When the world economy slid into recession in 2008 it marked the end of the commodities "super cycle" of sharply rising prices underpinned by the insatiable appetites of emerging giants such as China, India and Brazil. But recent months have seen a revival, with metals, oil and food prices rebounding strongly on signs of economic recovery and a return of growth.
Oil and Gas
The different trajectories of global oil and gas prices are a clear illustration of the scale of gravitational pull from the world's emerging economies. As growth has picked up over 2010, the Brent spot oil price has risen from around $74 to above $90. And even discounting the immediate effect of the winter weather – which shunted New York-traded futures to a 26-month high earlier this week – the trend is still firmly upwards, powered by the thirst of China and India in particular. There is still some flexibility on the supply side, because the 12-strong Opec producers' cartel (Organisation of Petroleum Exporting Countries) has not yet unwound the production restrictions put in place in 2008 to put a floor under the crashing price. But a growing number of analysts are already predicting the oil price will breach $100 once again in 2011.
Gas is quite different. The combination of technological advances opening up shale gas deposits in the US, and the ramping up of liquefied natural gas deliveries from the Middle East, has sent the US benchmark "Henry Hub" price down from an annual average of $8.90 per million British thermal units (mbtu) in 2008 to about $4.40/mbtu this year. And analysts expect it will fall still further next year before suppliers are convinced to cut capacity.
In part gas is different because it does not function as a global market. But it is also isolated from the growth boom in China and India, which look to coal and oil for their energy.
"The problem is that there is too much gas," Kevin Norrish, a managing director in the commodities research team at Barclays Capital, said. "While that can be obscured in peak season winter demand, particularly when it is abnormally cold, the underlying dynamic is one of too much supply."

Dataset extract

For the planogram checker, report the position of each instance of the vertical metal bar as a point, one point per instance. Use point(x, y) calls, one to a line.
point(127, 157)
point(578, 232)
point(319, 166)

Challenges
(1) Answer from the commodities article:
(a) What was the Brent spot oil price above after rising during 2010?
(b) How many producers make up the Opec cartel?
(c) What was the annual average Henry Hub gas price in 2008?
(2) List every country named in the commodities article.
(3) Extend the commodities article by writing its next part, starting after its final sentence.
The data has no connection to the commodities article.

Task-by-task outputs
(1)
(a) Above $90.
(b) 12.
(c) $8.90 per million British thermal units.

(2) China, India, Brazil, US

(3)
If you're looking for evidence of the upswing in coal market, just look at the uptick in deals. The sector has seen more than 1,000 mergers and acquisitions announced over the past 12 months, a reflection, analysts say, of the expected tightness in the market. Prices are being driven by the combination of growing Asian demand – the continent accounts for nearly 70 per cent of global coal consumption – and the prospect of "massive deficits around the corner", as Standard Chartered puts it. The bank estimates the global deficit could swell to some 30 million tonnes by 2018, which is expected to put upward pressure on coal prices. In terms of costs, export prices at the Richards Bay Coal Terminal in South Africa, the largest coal export terminal in the world, rose to a two year high of around $128 a tonne last week. Though the recent spike was spurred by inclement weather and the temporary closure of mines in Australia, the long-term trend is positive. Standard Chartered expects world coal prices to rise to $200 a tonne by 2024 and to more than $240 a tonne by 2030.
Copper prices have enjoyed a heady rebound over the last year. Boosted by predictions of a widening market deficit in coming months and the prospect of further weakness in the US dollar, benchmark copper prices on the London Metal Exchange rose to more than $9,500 a tonne yesterday, within a whisker of the all-time high. Supply is expected to struggle to keep up with demand, with Goldman Sachs expecting nearly all exchange inventories to be exhausted over the course of 2011. Further out, Standard Chartered analysts expect the growing mismatch between supply and demand to drive prices to more than $15,000 a tonne by 2027.
The aluminium market is likely to prove more subdued, with Rusal, the world's top aluminium producer, seeing prices of up to $2,500 a tonne, only marginally above current levels. In the nickel market, Goldman sees the risk of a sizeable surplus as new projects are commission and consumption growth in emerging markets slows in the middle of next year. Longer term, however, prices should strengthen as emerging markets consumption increases.
Gold prices have enjoyed a strong run over 2010, rallying from around $1,100 an ounce at the beginning of the year to a record $1,431 in early December. The recent upswing can be traced back to late 2008, when wary investors, rattled by the demise of Lehman Brothers, fled to safety. Prices were underpinned by the subsequent slump in interest rates across the world's major economies and central bank moves to boost liquidity in the UK, across Europe and the US. Analysts expect the gains to persist in the New Year, but Goldman Sachs, which expects prices to vault to nearly $1,700 an ounce by the end of 2011, warns that may be the peak as US economic growth picks up and interest rates rise in 2012. Like gold, silver has also seen some heady gains, with spot prices touching a fresh 30-year peak of $30.70 an ounce yesterday, boosted by industrial demand and the knock-on effect of the rally in gold. Goldman Sachs analysts expect silver to drop back to nearer $28 an ounce by the end of next year.
Prices for so-called "softs", such as foodstuffs and cotton, have shot up this year. Wheat prices are up by 44 per cent this year, corn by 49 per cent, sugar by 17 per cent, soy beans by 31 per cent and cotton by a whopping 85 per cent.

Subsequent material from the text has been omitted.